Special Pages - Reports

Sunday, October 3, 2010

Internet Archive: treasure trove of free books, articles + movies, concerts, recordings - Update

On January 24, I included most of the info just below about the quite incredible, free Internet Archives' text area.

The Internet Archive Text area has over 2 million free books and documents - Kindle formats included -- via ".mobi" or ".prc" files or even specifically labeled "Kindle."

Remember that the Kindle models  (UK: K3) also directly read .txt and PDF files although .prc or .mobi ones may be more readable in font size than PDF ones and many of the PDF versions will be much larger files usually - with images of pages that are accurate renderings of original pages though they then can't be searched as text or annotated unless the pages were put through OCR or optical-character-recognition processing rather than just left as images.

There are also areas of files with somewhat less obvious value, but the main sub-collections include American Libraries, Canadian Libraries, Universal Libraries (Carnegie Mellon, governments of India, China, Egypt), Project Gutenberg (another access point) -- and there are recent contributions from The Library of Congress, UCLA Scanning Center's special collections, etc.).

• **Listed records**:
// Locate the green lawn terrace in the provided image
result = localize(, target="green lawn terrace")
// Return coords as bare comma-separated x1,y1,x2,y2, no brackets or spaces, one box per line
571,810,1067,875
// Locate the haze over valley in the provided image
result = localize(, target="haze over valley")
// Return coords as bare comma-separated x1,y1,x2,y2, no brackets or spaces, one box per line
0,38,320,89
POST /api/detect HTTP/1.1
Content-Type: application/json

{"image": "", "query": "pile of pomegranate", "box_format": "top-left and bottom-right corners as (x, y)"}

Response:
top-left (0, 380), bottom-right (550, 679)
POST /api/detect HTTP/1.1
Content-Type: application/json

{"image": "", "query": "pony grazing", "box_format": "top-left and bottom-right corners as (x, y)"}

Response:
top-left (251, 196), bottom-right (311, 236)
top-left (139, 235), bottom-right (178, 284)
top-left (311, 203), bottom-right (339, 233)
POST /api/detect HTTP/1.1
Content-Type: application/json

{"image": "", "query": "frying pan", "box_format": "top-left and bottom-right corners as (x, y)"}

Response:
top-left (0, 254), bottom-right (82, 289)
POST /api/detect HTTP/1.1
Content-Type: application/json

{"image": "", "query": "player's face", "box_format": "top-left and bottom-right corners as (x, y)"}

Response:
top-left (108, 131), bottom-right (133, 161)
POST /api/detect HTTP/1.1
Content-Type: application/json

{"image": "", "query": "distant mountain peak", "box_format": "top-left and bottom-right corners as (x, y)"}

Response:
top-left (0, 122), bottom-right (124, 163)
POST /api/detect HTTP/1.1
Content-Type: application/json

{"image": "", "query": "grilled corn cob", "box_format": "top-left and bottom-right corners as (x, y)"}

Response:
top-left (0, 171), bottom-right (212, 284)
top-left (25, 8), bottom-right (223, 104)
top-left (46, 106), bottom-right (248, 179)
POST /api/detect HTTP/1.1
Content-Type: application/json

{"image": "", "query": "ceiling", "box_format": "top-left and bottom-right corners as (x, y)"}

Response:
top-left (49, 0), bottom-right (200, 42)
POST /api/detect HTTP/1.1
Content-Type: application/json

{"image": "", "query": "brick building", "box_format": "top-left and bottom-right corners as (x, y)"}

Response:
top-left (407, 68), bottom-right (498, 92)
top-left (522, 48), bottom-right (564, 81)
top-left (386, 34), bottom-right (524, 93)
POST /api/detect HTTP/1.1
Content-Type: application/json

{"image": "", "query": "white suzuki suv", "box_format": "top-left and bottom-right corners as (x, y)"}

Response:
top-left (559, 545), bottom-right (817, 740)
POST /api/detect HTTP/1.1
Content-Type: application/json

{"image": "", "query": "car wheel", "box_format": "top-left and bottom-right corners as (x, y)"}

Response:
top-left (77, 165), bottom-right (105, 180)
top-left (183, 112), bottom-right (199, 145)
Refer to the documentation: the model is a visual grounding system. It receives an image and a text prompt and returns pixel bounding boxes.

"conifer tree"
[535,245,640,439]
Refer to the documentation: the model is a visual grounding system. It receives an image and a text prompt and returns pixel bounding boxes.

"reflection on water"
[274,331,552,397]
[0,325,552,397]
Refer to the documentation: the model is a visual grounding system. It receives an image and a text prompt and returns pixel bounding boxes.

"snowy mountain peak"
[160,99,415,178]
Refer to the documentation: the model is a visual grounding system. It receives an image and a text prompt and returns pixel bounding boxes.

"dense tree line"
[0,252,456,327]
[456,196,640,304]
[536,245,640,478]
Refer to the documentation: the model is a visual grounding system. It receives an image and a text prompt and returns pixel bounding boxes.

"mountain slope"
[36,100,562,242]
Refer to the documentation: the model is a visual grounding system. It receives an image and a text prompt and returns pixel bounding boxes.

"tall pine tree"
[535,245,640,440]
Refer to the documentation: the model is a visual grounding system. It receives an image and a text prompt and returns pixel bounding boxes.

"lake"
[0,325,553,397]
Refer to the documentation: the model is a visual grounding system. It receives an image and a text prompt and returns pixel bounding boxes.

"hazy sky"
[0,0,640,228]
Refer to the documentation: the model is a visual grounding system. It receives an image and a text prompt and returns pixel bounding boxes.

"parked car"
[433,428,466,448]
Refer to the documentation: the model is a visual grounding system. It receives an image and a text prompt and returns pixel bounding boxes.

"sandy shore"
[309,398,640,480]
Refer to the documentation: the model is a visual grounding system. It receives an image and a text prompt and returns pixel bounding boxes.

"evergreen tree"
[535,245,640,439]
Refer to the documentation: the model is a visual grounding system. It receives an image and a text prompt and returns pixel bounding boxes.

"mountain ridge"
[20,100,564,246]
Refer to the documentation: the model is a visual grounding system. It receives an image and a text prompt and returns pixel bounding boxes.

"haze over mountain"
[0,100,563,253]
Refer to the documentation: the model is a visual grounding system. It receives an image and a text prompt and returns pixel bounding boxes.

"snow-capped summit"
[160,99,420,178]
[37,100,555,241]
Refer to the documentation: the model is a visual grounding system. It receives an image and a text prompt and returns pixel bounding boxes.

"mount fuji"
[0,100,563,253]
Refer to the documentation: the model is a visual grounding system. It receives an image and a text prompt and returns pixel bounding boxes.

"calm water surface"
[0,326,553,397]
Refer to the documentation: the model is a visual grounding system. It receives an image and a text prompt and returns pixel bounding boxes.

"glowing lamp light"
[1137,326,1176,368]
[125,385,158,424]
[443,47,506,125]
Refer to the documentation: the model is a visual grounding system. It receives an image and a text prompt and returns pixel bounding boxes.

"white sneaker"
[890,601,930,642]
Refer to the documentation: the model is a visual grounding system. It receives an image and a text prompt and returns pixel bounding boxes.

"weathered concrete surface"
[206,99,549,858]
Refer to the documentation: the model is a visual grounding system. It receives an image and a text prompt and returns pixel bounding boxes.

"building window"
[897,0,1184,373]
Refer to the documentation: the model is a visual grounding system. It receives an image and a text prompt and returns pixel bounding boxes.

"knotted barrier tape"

• **Work to complete**:
**1)** Which file formats does the Internet Archive post name?
**2)** In two sentences, summarize the Internet Archive post.
The listing has no role in any of this.

• **Complete answers**:
**1)** .mobi, .prc, .txt, PDF

**2)** The Internet Archive's text area holds over 2 million free books and documents, including Kindle formats such as .mobi and .prc files. Kindle models can also read .txt and PDF files, though PDFs are usually much larger and page images can't be searched or annotated without OCR processing, and the main sub-collections include American Libraries, Canadian Libraries, Universal Libraries and Project Gutenberg.